EXCERPTED TEXT:
■ ■ ■ ■
Accessory bone behind the lateral condyle of the femur

The fabella is a small sesamoid bone found in some mammals embedded in the tendon of the lateral head of the gastrocnemius muscle behind the lateral condyle of the femur. It is an accessory bone, an anatomical variation present in 39% of humans. Rarely, there are two or three of these bones (fabella bi- or tripartita). It can be mistaken for a loose body or osteophyte. The word fabella is a Latin diminutive of faba 'bean'.

In humans, it is more common in men than women, older individuals compared to younger, and there is high regional variation, with fabellae being most common in people living in Asia and Oceania and least common in people living in North America and Africa. Bilateral cases (one per knee) are more common than unilateral ones (one per individual), and within individual cases, fabellae are equally likely to be present in right or left knees. Taken together, these data suggest the ability to form a fabella may be genetically controlled, but fabella ossification may be environmentally controlled.
■ ■ ■ ■
RECORDED INFORMATION:
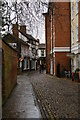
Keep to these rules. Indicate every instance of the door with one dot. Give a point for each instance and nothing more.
(58, 70)
(51, 68)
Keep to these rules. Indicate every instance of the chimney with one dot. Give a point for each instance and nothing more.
(15, 30)
(23, 28)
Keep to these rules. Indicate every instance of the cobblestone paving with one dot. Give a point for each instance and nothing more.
(22, 102)
(63, 95)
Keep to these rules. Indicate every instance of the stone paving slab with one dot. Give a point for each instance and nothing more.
(62, 95)
(22, 102)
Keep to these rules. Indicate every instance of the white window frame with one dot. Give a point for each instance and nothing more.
(77, 33)
(77, 7)
(72, 36)
(72, 10)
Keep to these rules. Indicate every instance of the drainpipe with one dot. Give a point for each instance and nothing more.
(52, 35)
(46, 42)
(70, 38)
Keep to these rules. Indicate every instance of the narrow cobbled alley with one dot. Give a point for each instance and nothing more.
(54, 98)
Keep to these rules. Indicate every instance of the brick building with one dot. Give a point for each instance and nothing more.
(57, 32)
(75, 36)
(9, 70)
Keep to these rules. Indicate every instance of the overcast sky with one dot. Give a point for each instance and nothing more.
(40, 25)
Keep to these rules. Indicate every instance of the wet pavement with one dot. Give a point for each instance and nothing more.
(59, 97)
(22, 102)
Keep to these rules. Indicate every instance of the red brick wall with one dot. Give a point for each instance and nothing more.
(62, 24)
(9, 70)
(63, 60)
(79, 20)
(47, 42)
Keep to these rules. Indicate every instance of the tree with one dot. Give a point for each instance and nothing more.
(23, 12)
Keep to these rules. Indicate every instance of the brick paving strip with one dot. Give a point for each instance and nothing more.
(22, 102)
(60, 97)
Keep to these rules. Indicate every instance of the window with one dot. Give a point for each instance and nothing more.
(72, 36)
(76, 6)
(42, 52)
(77, 33)
(72, 10)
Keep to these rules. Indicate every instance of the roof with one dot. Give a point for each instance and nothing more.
(41, 46)
(9, 38)
(30, 37)
(7, 45)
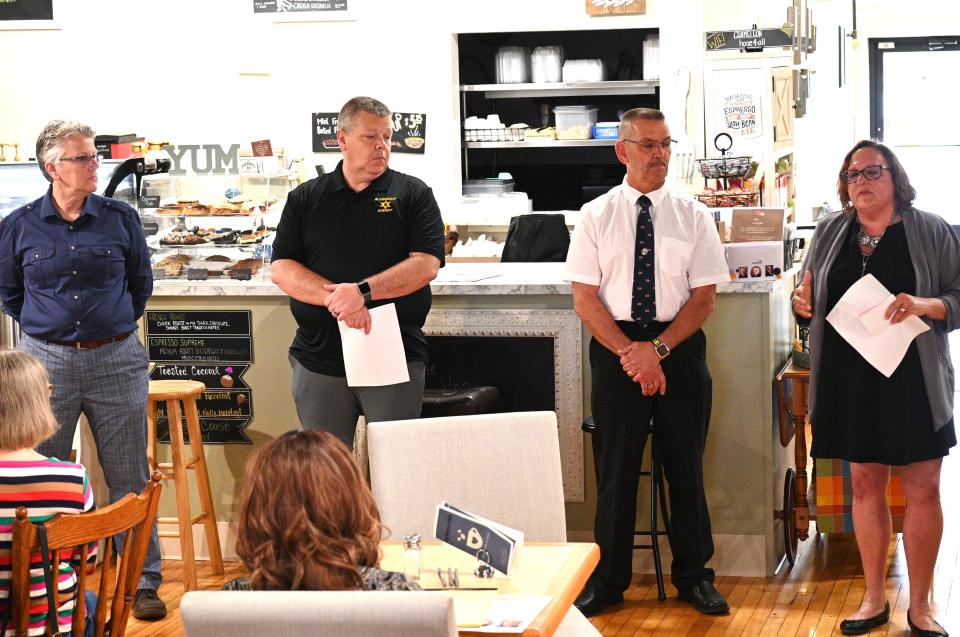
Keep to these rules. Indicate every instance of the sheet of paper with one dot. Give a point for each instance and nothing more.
(858, 318)
(512, 613)
(377, 358)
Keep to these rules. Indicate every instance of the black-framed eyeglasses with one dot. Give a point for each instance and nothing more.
(870, 172)
(84, 159)
(649, 146)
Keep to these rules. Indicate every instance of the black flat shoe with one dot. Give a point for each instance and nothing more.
(861, 626)
(923, 632)
(705, 598)
(592, 600)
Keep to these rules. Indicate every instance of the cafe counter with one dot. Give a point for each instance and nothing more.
(511, 325)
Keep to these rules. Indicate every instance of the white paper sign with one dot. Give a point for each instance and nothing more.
(858, 318)
(377, 358)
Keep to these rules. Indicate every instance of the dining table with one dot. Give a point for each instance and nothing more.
(556, 569)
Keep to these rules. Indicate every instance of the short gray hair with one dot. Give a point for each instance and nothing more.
(635, 114)
(55, 134)
(360, 105)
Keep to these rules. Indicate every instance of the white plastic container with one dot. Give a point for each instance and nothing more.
(575, 122)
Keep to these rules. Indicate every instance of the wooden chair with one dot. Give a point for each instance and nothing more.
(172, 393)
(319, 613)
(72, 534)
(504, 467)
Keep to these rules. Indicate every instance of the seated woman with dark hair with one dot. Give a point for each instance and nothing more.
(46, 486)
(308, 520)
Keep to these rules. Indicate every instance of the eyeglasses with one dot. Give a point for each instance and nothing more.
(870, 172)
(84, 159)
(649, 146)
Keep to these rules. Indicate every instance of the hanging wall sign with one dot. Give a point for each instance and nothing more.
(409, 133)
(211, 347)
(616, 7)
(26, 9)
(293, 6)
(749, 39)
(325, 133)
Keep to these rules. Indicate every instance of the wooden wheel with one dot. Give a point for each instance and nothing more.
(789, 515)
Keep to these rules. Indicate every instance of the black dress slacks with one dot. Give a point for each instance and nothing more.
(622, 415)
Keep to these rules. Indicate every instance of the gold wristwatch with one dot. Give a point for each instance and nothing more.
(660, 347)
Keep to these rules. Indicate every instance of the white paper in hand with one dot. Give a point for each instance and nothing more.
(858, 318)
(377, 358)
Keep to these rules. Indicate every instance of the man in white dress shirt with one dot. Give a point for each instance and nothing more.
(644, 263)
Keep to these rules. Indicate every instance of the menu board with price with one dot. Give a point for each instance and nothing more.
(281, 6)
(213, 347)
(409, 133)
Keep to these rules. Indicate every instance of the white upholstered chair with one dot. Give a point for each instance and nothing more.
(333, 613)
(504, 467)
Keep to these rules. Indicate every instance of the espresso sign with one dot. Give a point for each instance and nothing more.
(197, 322)
(409, 133)
(212, 347)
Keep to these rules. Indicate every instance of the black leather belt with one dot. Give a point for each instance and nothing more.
(89, 344)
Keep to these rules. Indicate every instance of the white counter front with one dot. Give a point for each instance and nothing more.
(457, 279)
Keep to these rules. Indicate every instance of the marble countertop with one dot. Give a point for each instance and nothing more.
(458, 279)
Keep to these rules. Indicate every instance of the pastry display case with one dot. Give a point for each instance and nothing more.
(212, 227)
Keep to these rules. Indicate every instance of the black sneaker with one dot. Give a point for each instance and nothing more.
(147, 606)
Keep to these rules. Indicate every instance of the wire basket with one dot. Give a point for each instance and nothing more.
■ ■ ■ ■
PROBLEMS AND TASKS:
a – Name every continent or region of the world that the passage about the fabella mentions.
b – From the passage about the fabella, return the text starting with "Accessory bone behind" and going on through "of faba 'bean'.".
c – Render this sentence from the passage about the fabella into Spanish: "The word fabella is a Latin diminutive of faba 'bean'."
Base your answers on the passage about the fabella alone, not on the lines.

ANSWERS BY ITEM:
a – Asia, Oceania, North America, Africa

b –
Accessory bone behind the lateral condyle of the femur

The fabella is a small sesamoid bone found in some mammals embedded in the tendon of the lateral head of the gastrocnemius muscle behind the lateral condyle of the femur. It is an accessory bone, an anatomical variation present in 39% of humans. Rarely, there are two or three of these bones (fabella bi- or tripartita). It can be mistaken for a loose body or osteophyte. The word fabella is a Latin diminutive of faba 'bean'.

c – La palabra fabella es un diminutivo latino de faba, 'haba'.